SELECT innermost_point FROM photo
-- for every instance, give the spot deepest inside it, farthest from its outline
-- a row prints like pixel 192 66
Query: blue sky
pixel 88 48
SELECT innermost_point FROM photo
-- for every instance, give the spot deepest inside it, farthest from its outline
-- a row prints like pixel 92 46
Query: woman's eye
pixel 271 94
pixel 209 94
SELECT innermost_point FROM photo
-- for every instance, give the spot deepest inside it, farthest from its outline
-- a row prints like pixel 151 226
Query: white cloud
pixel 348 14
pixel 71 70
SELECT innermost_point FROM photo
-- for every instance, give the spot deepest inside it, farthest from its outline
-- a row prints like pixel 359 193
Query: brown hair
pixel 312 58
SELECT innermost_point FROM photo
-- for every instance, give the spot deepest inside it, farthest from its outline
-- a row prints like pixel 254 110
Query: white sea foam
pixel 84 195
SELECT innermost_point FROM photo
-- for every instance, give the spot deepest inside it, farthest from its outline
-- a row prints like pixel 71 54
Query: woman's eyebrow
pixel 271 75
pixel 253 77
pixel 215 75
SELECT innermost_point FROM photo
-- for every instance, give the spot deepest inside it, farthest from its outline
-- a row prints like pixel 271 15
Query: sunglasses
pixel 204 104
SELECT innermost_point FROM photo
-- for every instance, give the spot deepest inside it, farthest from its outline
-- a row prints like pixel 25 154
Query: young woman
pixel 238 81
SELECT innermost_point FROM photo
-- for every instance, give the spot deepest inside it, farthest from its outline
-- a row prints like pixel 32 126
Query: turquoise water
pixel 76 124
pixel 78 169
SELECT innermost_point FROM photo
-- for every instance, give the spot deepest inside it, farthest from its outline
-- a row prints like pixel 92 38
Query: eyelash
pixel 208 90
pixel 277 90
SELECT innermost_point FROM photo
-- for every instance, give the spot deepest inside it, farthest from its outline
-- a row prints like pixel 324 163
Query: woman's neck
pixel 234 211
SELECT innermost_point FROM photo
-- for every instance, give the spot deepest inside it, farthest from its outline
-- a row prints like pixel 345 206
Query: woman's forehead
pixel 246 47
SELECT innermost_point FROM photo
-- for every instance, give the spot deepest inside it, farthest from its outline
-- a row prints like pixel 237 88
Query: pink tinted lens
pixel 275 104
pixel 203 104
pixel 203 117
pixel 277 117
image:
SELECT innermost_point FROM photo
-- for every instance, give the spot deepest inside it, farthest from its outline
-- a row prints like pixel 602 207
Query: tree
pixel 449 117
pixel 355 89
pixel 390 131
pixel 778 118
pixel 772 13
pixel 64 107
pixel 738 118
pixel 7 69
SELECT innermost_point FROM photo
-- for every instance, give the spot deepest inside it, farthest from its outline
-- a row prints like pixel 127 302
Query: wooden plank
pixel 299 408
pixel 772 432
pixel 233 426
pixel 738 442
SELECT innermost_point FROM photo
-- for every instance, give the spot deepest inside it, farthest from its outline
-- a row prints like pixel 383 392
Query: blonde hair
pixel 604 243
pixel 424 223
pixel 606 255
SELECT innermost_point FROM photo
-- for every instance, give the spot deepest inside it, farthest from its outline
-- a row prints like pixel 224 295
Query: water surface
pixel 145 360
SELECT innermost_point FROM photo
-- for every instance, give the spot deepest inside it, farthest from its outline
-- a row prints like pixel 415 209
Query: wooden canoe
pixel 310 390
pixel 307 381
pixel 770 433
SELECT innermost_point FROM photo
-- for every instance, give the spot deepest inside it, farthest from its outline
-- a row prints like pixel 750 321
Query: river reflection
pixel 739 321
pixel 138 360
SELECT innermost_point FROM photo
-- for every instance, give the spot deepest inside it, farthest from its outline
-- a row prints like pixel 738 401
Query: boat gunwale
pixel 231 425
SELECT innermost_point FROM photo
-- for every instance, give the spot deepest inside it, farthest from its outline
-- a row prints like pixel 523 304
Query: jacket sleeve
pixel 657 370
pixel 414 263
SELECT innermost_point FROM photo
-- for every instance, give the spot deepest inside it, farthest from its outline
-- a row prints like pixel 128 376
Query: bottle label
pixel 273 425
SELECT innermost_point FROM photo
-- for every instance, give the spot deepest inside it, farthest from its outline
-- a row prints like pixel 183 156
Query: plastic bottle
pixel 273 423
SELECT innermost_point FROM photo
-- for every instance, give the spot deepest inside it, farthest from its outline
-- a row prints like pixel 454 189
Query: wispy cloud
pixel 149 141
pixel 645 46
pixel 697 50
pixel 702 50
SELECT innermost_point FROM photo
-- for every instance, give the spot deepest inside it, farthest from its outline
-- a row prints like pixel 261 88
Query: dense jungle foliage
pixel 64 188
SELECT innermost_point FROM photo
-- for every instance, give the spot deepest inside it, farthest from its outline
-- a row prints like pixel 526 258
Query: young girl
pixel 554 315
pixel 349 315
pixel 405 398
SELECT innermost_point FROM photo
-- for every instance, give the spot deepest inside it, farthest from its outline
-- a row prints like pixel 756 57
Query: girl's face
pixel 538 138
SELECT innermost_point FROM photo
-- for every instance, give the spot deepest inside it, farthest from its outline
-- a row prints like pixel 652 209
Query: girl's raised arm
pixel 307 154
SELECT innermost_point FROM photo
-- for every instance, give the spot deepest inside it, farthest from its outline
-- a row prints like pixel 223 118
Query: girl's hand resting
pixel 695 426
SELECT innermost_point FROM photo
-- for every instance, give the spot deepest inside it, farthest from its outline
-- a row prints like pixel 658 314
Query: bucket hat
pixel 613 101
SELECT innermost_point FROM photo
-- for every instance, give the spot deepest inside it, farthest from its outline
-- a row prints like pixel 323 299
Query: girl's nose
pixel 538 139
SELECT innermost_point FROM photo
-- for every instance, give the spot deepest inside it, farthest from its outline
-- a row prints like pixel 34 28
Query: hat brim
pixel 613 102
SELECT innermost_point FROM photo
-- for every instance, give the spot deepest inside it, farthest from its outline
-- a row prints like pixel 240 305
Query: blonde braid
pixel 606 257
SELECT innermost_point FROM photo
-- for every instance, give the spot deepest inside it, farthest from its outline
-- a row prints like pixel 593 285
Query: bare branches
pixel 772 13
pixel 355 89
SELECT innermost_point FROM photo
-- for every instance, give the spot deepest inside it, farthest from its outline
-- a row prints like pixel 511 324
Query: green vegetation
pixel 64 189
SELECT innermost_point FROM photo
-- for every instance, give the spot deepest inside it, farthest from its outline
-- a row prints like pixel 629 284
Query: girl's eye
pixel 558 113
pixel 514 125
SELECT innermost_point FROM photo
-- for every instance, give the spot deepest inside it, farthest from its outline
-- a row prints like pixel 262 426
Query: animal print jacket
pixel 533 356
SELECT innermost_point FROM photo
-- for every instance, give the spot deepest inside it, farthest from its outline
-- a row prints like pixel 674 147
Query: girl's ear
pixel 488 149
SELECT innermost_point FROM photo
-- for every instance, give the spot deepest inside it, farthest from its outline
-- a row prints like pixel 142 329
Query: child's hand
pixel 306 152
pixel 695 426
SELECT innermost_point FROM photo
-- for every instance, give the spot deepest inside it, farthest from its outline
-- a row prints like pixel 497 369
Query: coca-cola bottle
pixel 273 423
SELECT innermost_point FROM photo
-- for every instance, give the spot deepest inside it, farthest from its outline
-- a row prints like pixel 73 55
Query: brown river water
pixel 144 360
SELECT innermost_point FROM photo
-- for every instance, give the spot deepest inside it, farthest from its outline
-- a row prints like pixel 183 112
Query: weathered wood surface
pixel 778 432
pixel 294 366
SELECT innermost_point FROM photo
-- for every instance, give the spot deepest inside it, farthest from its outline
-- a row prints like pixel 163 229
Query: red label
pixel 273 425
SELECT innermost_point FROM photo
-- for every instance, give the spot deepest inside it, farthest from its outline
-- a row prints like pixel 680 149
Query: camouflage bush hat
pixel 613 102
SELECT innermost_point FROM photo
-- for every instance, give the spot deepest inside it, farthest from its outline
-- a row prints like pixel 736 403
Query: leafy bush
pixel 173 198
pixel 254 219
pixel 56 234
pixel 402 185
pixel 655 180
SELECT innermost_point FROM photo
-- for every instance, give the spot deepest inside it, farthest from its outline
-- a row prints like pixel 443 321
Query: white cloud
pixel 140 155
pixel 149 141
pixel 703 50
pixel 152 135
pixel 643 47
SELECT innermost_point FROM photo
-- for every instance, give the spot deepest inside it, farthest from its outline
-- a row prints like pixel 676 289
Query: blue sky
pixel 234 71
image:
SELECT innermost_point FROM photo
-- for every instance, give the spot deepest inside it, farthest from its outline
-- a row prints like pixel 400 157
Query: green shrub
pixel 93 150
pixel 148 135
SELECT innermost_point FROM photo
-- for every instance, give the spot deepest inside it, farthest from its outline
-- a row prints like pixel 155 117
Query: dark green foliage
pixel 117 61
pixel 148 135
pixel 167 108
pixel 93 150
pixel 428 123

· · · ·

#### Problem details
Please write out, word for word, the part of the records that opens at their very start and closes with the line containing "pixel 88 48", including both ends and nothing else.

#### Exercise result
SELECT innermost_point FROM photo
-- for every instance, give the spot deepest inside it, farthest from its outline
-- a row prints like pixel 192 66
Query: blue sky
pixel 88 48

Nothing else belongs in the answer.